What to produce
Can you copy out all of the records below with each "lookup" swapped for "query", leave everything else unchanged, and omit the pictures?

Records for processing
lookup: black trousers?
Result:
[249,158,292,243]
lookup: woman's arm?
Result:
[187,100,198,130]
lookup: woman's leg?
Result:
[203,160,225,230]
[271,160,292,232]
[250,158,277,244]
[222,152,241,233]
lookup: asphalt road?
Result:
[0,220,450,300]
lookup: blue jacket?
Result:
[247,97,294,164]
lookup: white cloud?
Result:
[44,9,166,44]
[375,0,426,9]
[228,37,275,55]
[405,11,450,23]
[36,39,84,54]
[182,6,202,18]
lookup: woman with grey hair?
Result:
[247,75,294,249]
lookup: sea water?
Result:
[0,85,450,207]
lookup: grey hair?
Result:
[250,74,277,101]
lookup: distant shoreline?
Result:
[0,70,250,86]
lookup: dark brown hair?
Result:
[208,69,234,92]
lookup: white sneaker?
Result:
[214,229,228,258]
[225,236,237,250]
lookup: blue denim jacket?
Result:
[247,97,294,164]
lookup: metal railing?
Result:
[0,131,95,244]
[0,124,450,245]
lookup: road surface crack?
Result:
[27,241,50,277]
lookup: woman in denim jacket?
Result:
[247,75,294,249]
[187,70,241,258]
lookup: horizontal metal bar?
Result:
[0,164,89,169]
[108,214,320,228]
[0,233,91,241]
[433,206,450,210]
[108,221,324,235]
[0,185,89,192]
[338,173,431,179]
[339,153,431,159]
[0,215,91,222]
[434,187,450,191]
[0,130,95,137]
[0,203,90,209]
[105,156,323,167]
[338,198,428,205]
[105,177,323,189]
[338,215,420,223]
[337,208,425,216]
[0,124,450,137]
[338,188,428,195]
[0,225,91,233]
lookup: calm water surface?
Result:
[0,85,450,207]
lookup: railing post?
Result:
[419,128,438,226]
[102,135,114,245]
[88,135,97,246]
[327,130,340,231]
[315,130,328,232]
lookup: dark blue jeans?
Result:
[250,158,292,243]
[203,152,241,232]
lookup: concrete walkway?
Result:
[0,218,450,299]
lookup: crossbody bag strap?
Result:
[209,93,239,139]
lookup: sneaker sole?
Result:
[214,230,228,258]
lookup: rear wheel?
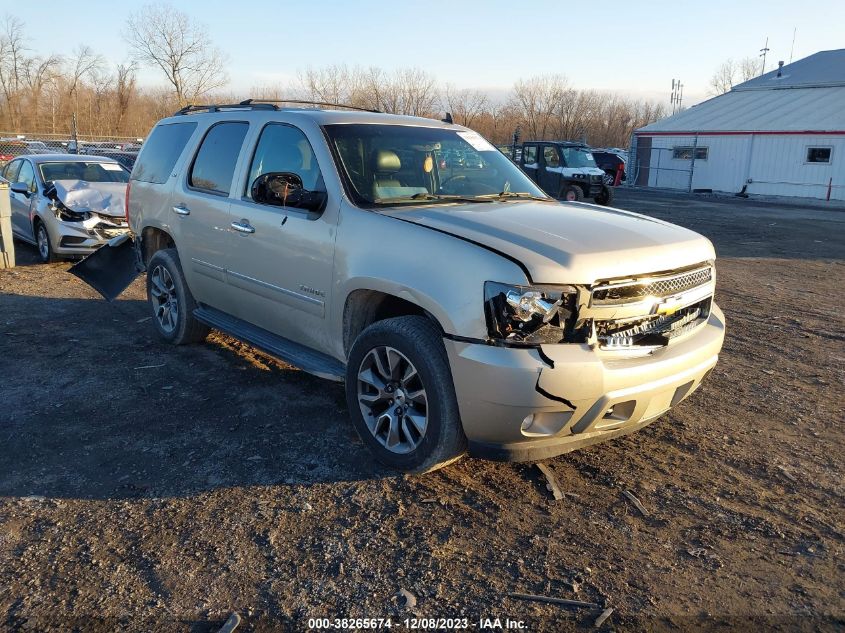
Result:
[147,248,209,345]
[346,316,466,473]
[560,185,584,202]
[593,185,613,206]
[35,220,59,264]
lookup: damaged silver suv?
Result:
[75,101,725,472]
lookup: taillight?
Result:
[123,180,132,225]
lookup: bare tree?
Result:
[126,5,228,105]
[443,84,489,127]
[0,15,26,127]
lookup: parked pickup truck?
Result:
[514,141,613,206]
[74,101,725,472]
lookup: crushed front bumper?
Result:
[445,304,725,461]
[45,217,129,257]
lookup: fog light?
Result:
[519,413,534,433]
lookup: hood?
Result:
[53,180,126,216]
[380,202,715,284]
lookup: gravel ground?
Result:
[0,191,845,631]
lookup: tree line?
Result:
[0,5,667,147]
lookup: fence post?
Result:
[687,134,698,193]
[0,182,15,268]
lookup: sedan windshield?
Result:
[38,161,129,182]
[325,125,548,206]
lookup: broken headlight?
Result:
[484,281,577,345]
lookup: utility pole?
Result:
[789,26,798,64]
[760,37,769,76]
[669,79,684,114]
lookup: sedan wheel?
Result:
[358,346,428,455]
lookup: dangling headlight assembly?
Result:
[484,281,577,345]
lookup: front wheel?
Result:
[346,316,466,473]
[147,248,209,345]
[35,220,59,264]
[593,185,613,207]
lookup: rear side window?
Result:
[132,121,197,185]
[188,122,249,194]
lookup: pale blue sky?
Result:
[11,0,845,105]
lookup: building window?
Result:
[807,147,833,164]
[672,145,708,160]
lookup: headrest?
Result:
[373,149,402,172]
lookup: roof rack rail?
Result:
[241,99,382,114]
[173,99,279,116]
[173,99,381,116]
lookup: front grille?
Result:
[593,266,713,305]
[596,298,711,349]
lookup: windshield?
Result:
[38,160,129,182]
[561,147,598,167]
[325,125,547,205]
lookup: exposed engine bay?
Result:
[485,263,715,352]
[44,180,129,240]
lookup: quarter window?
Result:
[543,145,560,167]
[672,145,709,160]
[246,123,322,197]
[188,121,249,195]
[807,147,833,164]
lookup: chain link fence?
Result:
[0,132,143,169]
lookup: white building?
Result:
[628,49,845,200]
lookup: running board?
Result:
[194,306,346,382]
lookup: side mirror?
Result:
[9,182,30,197]
[250,171,327,211]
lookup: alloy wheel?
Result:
[36,224,50,262]
[150,266,179,334]
[358,346,428,454]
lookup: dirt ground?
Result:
[0,191,845,631]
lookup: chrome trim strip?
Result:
[226,270,324,307]
[191,257,225,273]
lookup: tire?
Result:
[147,248,209,345]
[559,185,584,202]
[35,220,59,264]
[593,185,613,207]
[346,316,467,473]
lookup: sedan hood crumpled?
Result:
[53,180,126,216]
[380,202,715,284]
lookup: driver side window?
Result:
[18,160,35,191]
[246,123,323,198]
[543,145,560,167]
[3,158,23,182]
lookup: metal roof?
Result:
[637,49,845,134]
[733,48,845,90]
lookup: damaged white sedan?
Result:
[2,154,129,262]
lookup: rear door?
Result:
[537,145,563,196]
[9,158,35,240]
[171,121,249,314]
[227,122,339,348]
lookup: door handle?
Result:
[230,220,255,233]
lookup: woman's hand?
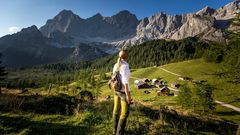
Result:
[127,97,133,105]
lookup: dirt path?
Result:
[160,67,240,112]
[215,100,240,112]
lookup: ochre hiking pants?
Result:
[113,94,129,135]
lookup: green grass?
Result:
[0,59,240,135]
[101,59,240,123]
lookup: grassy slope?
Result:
[102,59,240,123]
[0,59,240,135]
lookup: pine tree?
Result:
[0,54,7,94]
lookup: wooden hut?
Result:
[157,86,170,96]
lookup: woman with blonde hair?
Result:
[113,50,132,135]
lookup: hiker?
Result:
[113,50,132,135]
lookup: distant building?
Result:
[171,82,180,89]
[157,86,170,96]
[134,80,151,89]
[178,76,192,81]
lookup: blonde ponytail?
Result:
[117,57,122,71]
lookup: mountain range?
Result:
[0,1,239,67]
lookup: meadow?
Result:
[0,59,240,135]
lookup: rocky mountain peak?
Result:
[196,6,215,15]
[17,25,42,37]
[87,13,103,20]
[214,0,240,20]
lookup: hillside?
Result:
[101,59,240,123]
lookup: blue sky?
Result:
[0,0,233,37]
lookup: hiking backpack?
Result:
[108,71,123,92]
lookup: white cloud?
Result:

Output for this task
query: black trousers?
Result:
[249,158,292,243]
query: woman's arm?
Result:
[187,100,198,130]
query: woman's leg?
Result:
[203,160,225,230]
[271,160,292,232]
[250,158,277,244]
[222,152,241,233]
query: asphalt road?
Result:
[0,220,450,300]
query: blue jacket?
Result:
[247,97,294,164]
query: white cloud?
Result:
[44,9,166,44]
[375,0,426,9]
[228,37,275,55]
[405,11,450,23]
[36,39,84,54]
[182,6,202,18]
query: woman with grey hair?
Result:
[247,75,294,249]
query: sea water?
Result:
[0,85,450,207]
query: grey hair?
Result:
[250,74,277,101]
query: distant shoreline?
Result:
[0,70,250,86]
query: dark brown hair?
Result:
[208,69,234,92]
query: white sneaker?
Result:
[214,229,228,258]
[225,236,237,250]
query: blue denim jacket?
Result:
[247,97,294,164]
query: metal railing?
Result:
[0,131,95,244]
[0,124,450,245]
query: road surface crack?
Result:
[27,241,50,277]
query: woman in denim jacket?
Result:
[247,75,294,249]
[187,70,241,258]
query: horizontal metal bar?
Result:
[0,164,89,169]
[108,214,320,228]
[0,233,91,241]
[433,206,450,210]
[108,221,324,235]
[0,185,89,192]
[338,173,431,179]
[339,153,431,159]
[0,215,91,222]
[434,187,450,191]
[0,130,95,137]
[0,203,90,209]
[105,156,323,167]
[338,198,428,205]
[105,177,323,189]
[338,215,420,223]
[337,208,425,216]
[0,124,450,137]
[338,188,428,195]
[0,225,91,233]
query: calm water surface?
Result:
[0,85,450,207]
query: railing post?
Result:
[419,128,438,226]
[102,135,114,245]
[88,135,97,246]
[327,130,340,231]
[315,130,328,232]
query: dark blue jeans?
Result:
[250,158,292,243]
[203,152,241,232]
query: concrete walkway?
Result:
[0,218,450,299]
query: crossbody bag strap?
Result:
[209,93,239,139]
query: sneaker sole?
Result:
[214,230,228,258]
query: rear wheel?
Result:
[147,248,209,345]
[346,316,466,473]
[560,185,584,202]
[593,185,613,206]
[35,220,59,264]
query: damaged silver suv?
Result:
[75,101,725,472]
query: taillight?
Result:
[123,180,132,225]
query: bare tree?
Result:
[126,5,228,105]
[443,84,489,127]
[0,15,26,127]
query: parked pickup truck?
Result:
[514,141,613,206]
[74,101,725,472]
query: crushed front bumper?
Result:
[445,304,725,461]
[45,217,129,257]
query: fog light?
Result:
[519,413,534,433]
query: hood?
Result:
[53,180,126,216]
[380,202,715,284]
query: gravel ground?
Result:
[0,191,845,631]
query: tree line?
Result:
[0,5,667,147]
query: fence post?
Result:
[687,134,698,193]
[0,182,15,268]
query: sedan windshield?
Result:
[38,161,129,182]
[325,125,548,206]
query: broken headlight?
Result:
[484,281,577,345]
query: utility pole?
Result:
[789,26,798,64]
[760,37,769,76]
[669,79,684,114]
query: sedan wheel?
Result:
[358,346,428,455]
query: dangling headlight assembly?
Result:
[484,281,577,345]
query: front wheel?
Result:
[346,316,466,473]
[147,248,209,345]
[35,220,59,264]
[593,185,613,207]
query: rear side window?
Result:
[132,121,197,185]
[188,122,249,194]
query: pale blue sky?
Result:
[11,0,845,105]
query: building window?
Result:
[807,147,833,164]
[672,145,708,160]
query: headrest?
Result:
[373,149,402,172]
query: roof rack rail?
Result:
[241,99,382,114]
[173,99,279,116]
[173,99,381,116]
query: front grille?
Result:
[593,266,713,305]
[596,298,711,349]
query: windshield?
Result:
[38,160,129,182]
[561,147,598,167]
[325,125,547,205]
query: exposed engine bay?
Result:
[485,263,715,352]
[44,180,129,240]
query: quarter window?
Result:
[543,145,560,167]
[672,145,709,160]
[246,123,322,197]
[188,121,249,195]
[807,147,833,164]
query: chain link fence?
Result:
[0,132,143,169]
query: white building?
Result:
[628,49,845,200]
query: running board?
Result:
[194,306,346,382]
query: side mirror?
Result:
[9,182,30,197]
[250,171,327,211]
query: alloy wheel?
Result:
[36,224,50,262]
[150,266,179,334]
[358,346,428,454]
query: dirt ground?
Result:
[0,191,845,631]
query: chrome trim strip?
Result:
[226,270,324,307]
[191,257,225,273]
query: tire?
Result:
[147,248,209,345]
[559,185,584,202]
[35,220,59,264]
[593,185,613,207]
[346,316,467,473]
query: sedan hood crumpled?
Result:
[53,180,126,216]
[380,202,715,284]
query: driver side window?
Result:
[18,160,35,191]
[246,123,323,198]
[543,145,560,167]
[3,158,23,182]
query: metal roof?
Result:
[637,49,845,134]
[733,48,845,90]
query: damaged white sedan?
Result:
[2,154,129,262]
query: rear door?
Result:
[537,145,563,196]
[9,158,35,240]
[171,121,249,314]
[227,122,339,348]
query: door handle?
Result:
[230,220,255,233]
query: woman's hand?
Result:
[127,97,133,105]
query: dirt path?
Result:
[160,67,240,112]
[215,100,240,112]
query: ochre hiking pants?
Result:
[113,94,129,135]
query: green grass?
Result:
[0,59,240,135]
[101,59,240,123]
query: grassy slope?
Result:
[102,59,240,123]
[0,59,240,135]
query: pine tree?
Result:
[0,54,7,94]
query: wooden hut?
Result:
[157,86,170,96]
query: woman with blonde hair?
Result:
[113,50,132,135]
query: hiker?
Result:
[113,50,132,135]
query: distant building?
Result:
[171,82,180,89]
[157,86,170,96]
[134,80,151,89]
[178,76,192,81]
query: blonde ponytail?
Result:
[117,57,122,71]
query: mountain range?
Result:
[0,1,239,67]
query: meadow?
Result:
[0,59,240,135]
query: rocky mountain peak?
Result:
[196,6,215,15]
[17,25,42,37]
[87,13,103,20]
[214,0,240,20]
query: hillside?
Result:
[101,59,240,123]
query: blue sky?
Result:
[0,0,233,37]
query: hiking backpack?
Result:
[108,71,123,92]
query: white cloud?
Result:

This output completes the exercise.